— 文本節選 —
----------------------------------------
來到國米時,我對特拉帕托尼說:“我不是10號,不是普拉蒂尼,也不是馬拉多納。”他回答我說:“我當然知道你不是他們。但我要勝利,需要的不是普拉蒂尼和馬拉多納,而是馬特烏斯。”他還將10號球衣給了我,這對我意義重大:我成長于一個10號意味著領袖的年代,貝利、普拉蒂尼、濟科都是10號,還有內策爾,很多年輕球迷不熟悉他,但我當年看著他的門興長大。那時,10號不僅是組織者,也常常是隊長和精神支柱。

幸運的是,我很快被這支球隊接納了。那時隊里已經有很多偉大的球員:貝爾戈米、曾加……早在我加盟國米之前6年,貝爾戈米就隨意大利隊拿到過世界杯,他們都是經驗豐富的冠軍球員。我必須配得上他們的信任,也必須配得上10號,那確實帶來了一定壓力,但我習慣于在壓力下踢球。那時,國米已經接近10年沒拿過聯賽冠軍,AC米蘭風頭正勁,我們必須改變這一切。
----------------------------------------
— 數據記錄 —
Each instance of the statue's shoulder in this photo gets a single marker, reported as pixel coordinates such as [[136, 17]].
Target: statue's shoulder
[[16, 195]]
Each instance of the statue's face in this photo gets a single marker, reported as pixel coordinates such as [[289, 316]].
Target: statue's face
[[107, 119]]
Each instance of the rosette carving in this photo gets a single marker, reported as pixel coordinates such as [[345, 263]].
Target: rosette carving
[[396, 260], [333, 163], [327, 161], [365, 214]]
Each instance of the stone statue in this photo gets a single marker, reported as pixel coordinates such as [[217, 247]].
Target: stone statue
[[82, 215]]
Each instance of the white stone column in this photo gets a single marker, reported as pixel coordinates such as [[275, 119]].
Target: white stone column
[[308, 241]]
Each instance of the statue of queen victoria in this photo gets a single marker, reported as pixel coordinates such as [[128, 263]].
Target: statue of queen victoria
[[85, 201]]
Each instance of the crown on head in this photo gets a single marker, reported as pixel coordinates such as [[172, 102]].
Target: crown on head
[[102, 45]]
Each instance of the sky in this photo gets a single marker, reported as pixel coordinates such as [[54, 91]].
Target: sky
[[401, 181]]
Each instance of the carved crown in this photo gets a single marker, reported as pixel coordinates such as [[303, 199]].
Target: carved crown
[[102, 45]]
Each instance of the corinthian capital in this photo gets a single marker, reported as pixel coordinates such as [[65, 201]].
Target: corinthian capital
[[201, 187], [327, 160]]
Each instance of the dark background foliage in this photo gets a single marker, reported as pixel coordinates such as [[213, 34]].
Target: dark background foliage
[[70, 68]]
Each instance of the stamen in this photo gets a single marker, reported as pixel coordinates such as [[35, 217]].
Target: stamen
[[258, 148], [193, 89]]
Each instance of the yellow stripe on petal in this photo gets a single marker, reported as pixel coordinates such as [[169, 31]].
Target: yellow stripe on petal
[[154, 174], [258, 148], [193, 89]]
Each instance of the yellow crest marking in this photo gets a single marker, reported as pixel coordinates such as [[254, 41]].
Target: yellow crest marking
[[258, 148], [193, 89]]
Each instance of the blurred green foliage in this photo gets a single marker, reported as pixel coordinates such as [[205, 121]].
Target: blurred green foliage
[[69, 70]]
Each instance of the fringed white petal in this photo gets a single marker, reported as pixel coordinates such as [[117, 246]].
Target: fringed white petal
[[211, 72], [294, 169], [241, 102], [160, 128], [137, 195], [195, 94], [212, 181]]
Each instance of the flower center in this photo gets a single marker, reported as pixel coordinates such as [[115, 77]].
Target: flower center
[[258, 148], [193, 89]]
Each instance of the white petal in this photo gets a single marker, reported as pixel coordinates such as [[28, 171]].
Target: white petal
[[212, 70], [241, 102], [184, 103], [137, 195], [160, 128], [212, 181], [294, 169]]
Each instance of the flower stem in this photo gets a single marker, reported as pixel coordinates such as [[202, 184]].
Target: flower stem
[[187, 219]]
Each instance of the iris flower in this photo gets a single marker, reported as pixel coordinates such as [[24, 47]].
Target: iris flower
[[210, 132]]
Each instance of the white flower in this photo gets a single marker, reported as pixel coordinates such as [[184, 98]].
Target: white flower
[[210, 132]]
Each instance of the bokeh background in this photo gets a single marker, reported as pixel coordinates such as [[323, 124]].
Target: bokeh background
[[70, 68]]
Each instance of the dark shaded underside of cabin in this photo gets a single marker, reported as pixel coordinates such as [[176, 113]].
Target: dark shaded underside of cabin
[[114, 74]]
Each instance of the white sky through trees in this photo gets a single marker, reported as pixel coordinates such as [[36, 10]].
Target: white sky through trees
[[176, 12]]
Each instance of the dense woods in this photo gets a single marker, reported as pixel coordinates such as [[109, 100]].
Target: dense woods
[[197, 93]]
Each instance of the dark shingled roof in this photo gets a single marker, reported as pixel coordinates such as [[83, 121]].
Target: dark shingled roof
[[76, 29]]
----------------------------------------
— 任務說明 1 —
根據國米10號球衣節選作答:
(a) 特拉帕托尼說,要取得勝利,他需要的是誰?
(b) 貝爾戈米隨意大利隊拿到世界杯,比敘述者加盟國米早了幾年?
(c) 當時國米已經有多久沒拿過聯賽冠軍?
— 任務說明 2 —
接著國米10號球衣節選的最後一句往下續寫。
以上數據與國米10號球衣節選並無關聯。

— 參考答案 1 —
(a) 馬特烏斯。
(b) 6年。
(c) 接近10年。

— 參考答案 2 —
浴缸里的啤酒
除了我以外,那個夏天加盟國米的還有布雷默、比安奇、貝爾蒂和拉蒙·迪亞斯——我們的到來,給球隊帶來了新的能量和信念。我記得很清楚,有一次客戰博洛尼亞,當時我們已經是領頭羊,但貝爾戈米在大巴上對我說:“這場比賽很難打,能拿1分也不錯。”我對他說:“我不滿足于平局,我來這里是為了贏,我相信我們會贏4比0。”結果,我們6比0大勝。我想表達的是:只要你真心相信勝利,它就會發生,而那正是國米之前所缺乏的東西。
我們德國人融入意大利更衣室的方式,其實非常簡單——啤酒。集訓期間,布雷默的朋友從德國拉來很多啤酒,我們把啤酒放在房間的浴缸里,再用冰塊塞滿。晚上十點,意大利球員們都會來我們房間聊天、喝酒,他們幾乎都不會英語,只有曾加懂一點,我們就一邊喝,一邊學意大利語。這些夜晚非常美好,也讓整個球隊的關系更緊密。我記得有一次,特拉帕托尼對我們說:“我知道你們德國人喜歡喝啤酒,但意大利人更適合喝紅酒。拜托你們別在他們面前喝了,不然他們也跟著喝,然后第二天就會頭疼。”我們答應了他,卻沒完全做到。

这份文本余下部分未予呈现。